__Problem statement__.
Return all the data, word for word.

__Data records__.
========================
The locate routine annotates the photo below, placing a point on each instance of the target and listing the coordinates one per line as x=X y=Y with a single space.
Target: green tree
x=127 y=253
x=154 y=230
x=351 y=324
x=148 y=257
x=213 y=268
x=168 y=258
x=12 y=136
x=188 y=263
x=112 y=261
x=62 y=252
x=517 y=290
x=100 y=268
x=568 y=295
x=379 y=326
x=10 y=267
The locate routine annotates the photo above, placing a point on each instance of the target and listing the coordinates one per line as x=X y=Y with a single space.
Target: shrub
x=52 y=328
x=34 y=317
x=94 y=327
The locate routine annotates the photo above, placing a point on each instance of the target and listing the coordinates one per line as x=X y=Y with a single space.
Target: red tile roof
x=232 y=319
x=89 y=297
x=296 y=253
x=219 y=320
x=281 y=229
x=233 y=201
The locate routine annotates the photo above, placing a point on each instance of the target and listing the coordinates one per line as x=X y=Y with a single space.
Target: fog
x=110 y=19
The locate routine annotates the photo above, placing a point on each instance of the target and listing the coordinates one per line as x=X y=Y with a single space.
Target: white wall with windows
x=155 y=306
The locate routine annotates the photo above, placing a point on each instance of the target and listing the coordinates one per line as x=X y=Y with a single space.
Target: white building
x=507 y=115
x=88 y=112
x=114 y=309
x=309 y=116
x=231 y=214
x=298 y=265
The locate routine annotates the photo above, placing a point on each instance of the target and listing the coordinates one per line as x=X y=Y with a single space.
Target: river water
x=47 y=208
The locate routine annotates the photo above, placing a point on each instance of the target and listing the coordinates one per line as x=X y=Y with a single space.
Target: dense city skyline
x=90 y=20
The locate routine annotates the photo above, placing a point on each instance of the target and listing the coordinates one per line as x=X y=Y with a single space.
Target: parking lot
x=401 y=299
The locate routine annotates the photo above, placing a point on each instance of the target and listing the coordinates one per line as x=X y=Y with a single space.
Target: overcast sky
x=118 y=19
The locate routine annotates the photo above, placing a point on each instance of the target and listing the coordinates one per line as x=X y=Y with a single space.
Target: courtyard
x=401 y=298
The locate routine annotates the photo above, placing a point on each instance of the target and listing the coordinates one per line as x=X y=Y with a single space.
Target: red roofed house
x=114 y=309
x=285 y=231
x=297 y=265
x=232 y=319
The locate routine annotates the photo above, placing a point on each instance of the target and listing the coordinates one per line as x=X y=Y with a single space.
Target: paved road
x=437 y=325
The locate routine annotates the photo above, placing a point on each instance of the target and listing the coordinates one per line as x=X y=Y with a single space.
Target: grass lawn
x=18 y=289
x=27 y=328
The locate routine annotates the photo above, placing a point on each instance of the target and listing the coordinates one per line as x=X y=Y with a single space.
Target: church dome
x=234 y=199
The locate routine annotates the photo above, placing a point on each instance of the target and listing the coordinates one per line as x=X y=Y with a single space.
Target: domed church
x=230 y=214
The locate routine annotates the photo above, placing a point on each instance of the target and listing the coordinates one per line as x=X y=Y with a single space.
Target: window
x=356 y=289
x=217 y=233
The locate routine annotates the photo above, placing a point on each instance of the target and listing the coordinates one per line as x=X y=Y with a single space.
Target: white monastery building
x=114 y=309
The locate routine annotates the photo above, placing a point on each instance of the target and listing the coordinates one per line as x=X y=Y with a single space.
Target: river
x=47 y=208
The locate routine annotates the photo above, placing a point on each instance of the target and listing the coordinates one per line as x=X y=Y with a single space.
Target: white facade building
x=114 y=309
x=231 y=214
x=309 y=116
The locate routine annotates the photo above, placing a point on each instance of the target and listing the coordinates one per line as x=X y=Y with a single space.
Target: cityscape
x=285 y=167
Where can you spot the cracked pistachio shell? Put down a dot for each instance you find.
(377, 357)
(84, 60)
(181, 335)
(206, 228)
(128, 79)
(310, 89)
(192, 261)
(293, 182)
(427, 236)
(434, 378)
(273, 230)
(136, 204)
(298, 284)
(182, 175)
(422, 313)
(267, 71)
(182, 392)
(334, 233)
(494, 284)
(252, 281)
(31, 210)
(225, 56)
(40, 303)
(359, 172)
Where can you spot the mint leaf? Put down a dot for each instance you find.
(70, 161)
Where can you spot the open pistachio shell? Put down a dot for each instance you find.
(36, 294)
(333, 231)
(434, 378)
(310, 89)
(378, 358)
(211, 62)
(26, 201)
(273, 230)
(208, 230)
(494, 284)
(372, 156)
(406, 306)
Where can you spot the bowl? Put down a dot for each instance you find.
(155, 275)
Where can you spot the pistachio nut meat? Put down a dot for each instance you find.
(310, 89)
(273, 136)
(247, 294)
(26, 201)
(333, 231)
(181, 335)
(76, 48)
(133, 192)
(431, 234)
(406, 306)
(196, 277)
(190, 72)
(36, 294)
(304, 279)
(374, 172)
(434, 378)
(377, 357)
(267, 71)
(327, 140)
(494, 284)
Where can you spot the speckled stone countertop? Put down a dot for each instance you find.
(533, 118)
========================
__Solved problem__.
The locate routine annotates the photo below, placing a point on each instance of the target and listing the coordinates one per line as x=X y=Y with a single space.
Target: green tree
x=127 y=253
x=154 y=230
x=351 y=324
x=148 y=257
x=213 y=268
x=168 y=258
x=12 y=136
x=188 y=263
x=112 y=261
x=62 y=252
x=517 y=290
x=100 y=268
x=568 y=295
x=379 y=326
x=10 y=267
The locate routine annotates the photo above, placing a point on each instance of the target and listing the coordinates one per line as x=X y=Y with a single space.
Target: shrub
x=52 y=328
x=34 y=317
x=94 y=327
The locate routine annotates the photo above, placing a point on each instance of the target and listing the coordinates one per line as x=X y=Y with a single space.
Target: red tile roof
x=232 y=319
x=89 y=297
x=296 y=253
x=219 y=320
x=281 y=229
x=233 y=201
The locate routine annotates the photo above, placing a point on each instance of the target and listing the coordinates one per line as x=X y=Y with a single space.
Target: fog
x=110 y=19
The locate routine annotates the photo above, placing a point on each instance of the target and listing the coordinates one per line as x=X y=Y with a single space.
Target: white wall with windows
x=155 y=306
The locate routine annotates the photo above, placing a point on each instance of the target and listing the coordinates one per line as x=X y=Y with a single space.
Target: white building
x=507 y=115
x=88 y=112
x=114 y=309
x=309 y=116
x=231 y=214
x=298 y=265
The locate routine annotates the photo above, placing a point on each instance of the target and listing the coordinates one per line as x=X y=Y with a single space.
Target: river water
x=47 y=208
The locate routine annotates the photo above, placing a point on each instance of the target and listing the coordinates one per line as x=X y=Y with a single space.
Target: dense city skyline
x=90 y=20
The locate routine annotates the photo above, placing a point on each instance of the target and listing the coordinates one per line as x=X y=Y with a single space.
Target: parking lot
x=401 y=299
The locate routine annotates the photo above, placing a point on each instance of the target and listing the coordinates one per line as x=X y=Y with a single space.
Target: overcast sky
x=118 y=19
The locate routine annotates the photo above, placing a point on each instance of the target and listing the coordinates one per line as x=X y=Y with a single space.
Target: courtyard
x=401 y=298
The locate routine annotates the photo above, placing a point on each instance of the target and listing the coordinates one per line as x=X y=Y with a single space.
Target: red roofed house
x=114 y=309
x=285 y=231
x=297 y=265
x=232 y=319
The locate routine annotates the photo above, placing a point on each instance of the target and listing the coordinates one per line as x=X y=Y with a single space.
Target: paved road
x=437 y=325
The locate routine annotates the photo above, placing a point on each instance of the target and listing the coordinates one per line as x=X y=Y with a single space.
Target: grass lawn
x=18 y=289
x=27 y=328
The locate routine annotates the photo above, placing a point on each instance of the target and listing the coordinates one per line as x=X y=Y with a single space.
Target: church dome
x=234 y=199
The locate routine annotates the photo above, placing a point on each instance of the target and listing the coordinates one per line as x=X y=Y with a single space.
Target: domed church
x=230 y=214
The locate routine annotates the photo above, placing a point on each instance of the target and listing the coordinates one per line as x=X y=Y with a single space.
Target: window
x=356 y=289
x=217 y=233
The locate routine annotates the photo above, placing a point on each instance of the target and listing the coordinates one per line as x=X y=Y with a single space.
Target: white monastery building
x=114 y=309
The locate routine annotates the photo above, placing a point on each instance of the target and listing the coordinates one per line as x=X y=Y with a single space.
Target: river
x=47 y=208
The locate routine annotates the photo above, placing a point on each instance of the target and listing the coordinates one per line as x=X y=Y with a single space.
Target: white facade building
x=114 y=309
x=231 y=214
x=309 y=116
The locate routine annotates the photo above, placing a point on each instance of the target and listing the coordinates one per line as x=X y=Y with a single space.
Target: cityscape
x=285 y=167
Where can you spot the cracked pistachio shell? Put down a dot for each instance you find.
(377, 357)
(84, 60)
(181, 335)
(206, 228)
(128, 79)
(310, 89)
(192, 261)
(293, 182)
(427, 236)
(434, 378)
(273, 230)
(136, 204)
(298, 284)
(182, 175)
(422, 313)
(267, 71)
(182, 392)
(334, 233)
(494, 284)
(252, 281)
(31, 210)
(225, 56)
(40, 303)
(359, 172)
Where can you spot the mint leaf? Put down a dot for each instance you find.
(70, 161)
Where can you spot the open pistachio shell? Put down a dot for each instance you find.
(36, 294)
(333, 231)
(434, 378)
(310, 89)
(378, 358)
(211, 62)
(26, 201)
(273, 230)
(208, 230)
(494, 284)
(372, 156)
(406, 306)
Where can you spot the bowl? Put down a dot for each instance you find.
(155, 275)
Where can you spot the pistachio nut meat? Put down a dot for each instance you find.
(310, 89)
(273, 136)
(247, 294)
(26, 201)
(333, 231)
(181, 335)
(76, 48)
(133, 192)
(431, 234)
(406, 306)
(196, 277)
(190, 72)
(36, 294)
(304, 279)
(374, 172)
(434, 378)
(377, 357)
(267, 71)
(327, 140)
(494, 284)
Where can you spot the speckled stone countertop? Put down a dot for each instance you find.
(533, 118)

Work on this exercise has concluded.